The exercise:
Output every line below without omitting or altering anything.

Dataset entries:
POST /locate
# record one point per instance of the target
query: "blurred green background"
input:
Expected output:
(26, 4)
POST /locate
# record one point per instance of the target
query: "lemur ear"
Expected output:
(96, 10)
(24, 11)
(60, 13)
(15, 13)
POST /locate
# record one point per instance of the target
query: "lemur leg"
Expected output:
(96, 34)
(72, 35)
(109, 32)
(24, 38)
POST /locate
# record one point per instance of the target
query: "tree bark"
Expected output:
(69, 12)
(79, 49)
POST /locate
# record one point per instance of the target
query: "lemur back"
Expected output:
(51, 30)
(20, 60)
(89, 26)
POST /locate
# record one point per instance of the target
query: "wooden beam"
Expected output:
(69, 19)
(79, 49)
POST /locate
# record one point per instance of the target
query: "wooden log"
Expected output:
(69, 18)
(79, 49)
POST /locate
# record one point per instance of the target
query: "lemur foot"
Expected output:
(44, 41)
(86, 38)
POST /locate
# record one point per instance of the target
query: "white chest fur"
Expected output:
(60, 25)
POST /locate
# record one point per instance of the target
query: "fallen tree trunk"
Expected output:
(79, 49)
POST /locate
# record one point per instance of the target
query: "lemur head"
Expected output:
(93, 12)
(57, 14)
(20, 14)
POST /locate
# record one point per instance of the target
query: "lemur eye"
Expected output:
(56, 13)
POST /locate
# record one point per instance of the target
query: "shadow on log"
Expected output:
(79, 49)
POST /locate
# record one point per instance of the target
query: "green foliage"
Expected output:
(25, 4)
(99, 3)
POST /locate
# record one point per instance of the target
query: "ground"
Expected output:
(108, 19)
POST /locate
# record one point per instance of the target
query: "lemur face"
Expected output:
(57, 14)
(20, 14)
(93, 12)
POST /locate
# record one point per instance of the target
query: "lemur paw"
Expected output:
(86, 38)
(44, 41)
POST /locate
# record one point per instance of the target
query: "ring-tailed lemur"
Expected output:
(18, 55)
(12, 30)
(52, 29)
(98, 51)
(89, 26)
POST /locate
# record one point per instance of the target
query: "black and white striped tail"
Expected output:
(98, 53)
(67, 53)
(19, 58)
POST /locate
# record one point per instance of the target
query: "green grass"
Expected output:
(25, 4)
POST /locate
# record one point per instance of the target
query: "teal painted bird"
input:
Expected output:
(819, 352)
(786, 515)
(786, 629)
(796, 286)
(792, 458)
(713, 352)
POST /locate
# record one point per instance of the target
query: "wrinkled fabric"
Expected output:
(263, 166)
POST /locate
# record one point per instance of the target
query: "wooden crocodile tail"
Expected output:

Answer to the problem:
POST /locate
# record one point per instance of the target
query: "blurred green background"
input:
Expected output:
(26, 4)
POST /locate
# record one point per instance of the target
query: "lemur ear"
Expected output:
(96, 10)
(24, 11)
(60, 13)
(15, 13)
POST /locate
# record one point per instance of the target
query: "lemur leg"
Expected output:
(96, 34)
(72, 35)
(109, 32)
(24, 38)
POST /locate
# record one point per instance of the target
query: "tree bark"
Expected output:
(69, 12)
(79, 49)
POST /locate
# record one point per instance of the target
query: "lemur back"
Expected output:
(51, 30)
(20, 60)
(89, 26)
POST /locate
# record one point per instance of the target
query: "wooden beam"
Expected output:
(69, 19)
(79, 49)
POST /locate
# record one point per instance of the target
query: "wooden log"
Expected output:
(69, 18)
(79, 49)
POST /locate
# record one point per instance of the target
query: "lemur foot"
Expected output:
(44, 41)
(86, 38)
POST /locate
# record one point per instance of the target
query: "white chest fur"
Expected output:
(60, 25)
POST /locate
# record one point per instance of the target
query: "fallen tree trunk"
Expected output:
(79, 49)
POST /locate
# record one point per instance of the target
query: "lemur head"
Expected output:
(93, 12)
(57, 14)
(20, 14)
POST /locate
# record one point per instance of the target
query: "lemur eye"
Expected output:
(56, 13)
POST /locate
# record one point per instance of the target
query: "shadow on log"
Expected output:
(79, 49)
POST /locate
# record one point per instance of the target
query: "green foliage"
Expected output:
(25, 4)
(99, 3)
POST /locate
# record one point per instance of the target
query: "ground"
Expected output:
(108, 19)
POST /locate
# record one point per instance of the target
query: "lemur face"
Expected output:
(57, 14)
(20, 14)
(93, 12)
POST /locate
# record one point per instance of the target
query: "lemur paw"
Expected output:
(86, 38)
(44, 41)
POST /locate
# record one point per instance of the target
query: "ring-tailed lemur"
Expected output:
(18, 55)
(12, 30)
(52, 29)
(98, 51)
(89, 26)
POST /locate
# record one point per instance of the target
query: "black and white striped tail"
Expected output:
(98, 53)
(67, 53)
(19, 58)
POST /locate
# record one point per instance of the target
query: "green grass"
Expected output:
(25, 4)
POST /locate
# record one point per instance of the target
query: "teal painted bird"
input:
Expected output:
(819, 352)
(786, 515)
(786, 629)
(796, 286)
(792, 458)
(713, 352)
POST /locate
# record one point per instance of the target
query: "wrinkled fabric"
Expected output:
(263, 166)
POST /locate
# record one point per instance of the target
query: "wooden crocodile tail"
Expected output:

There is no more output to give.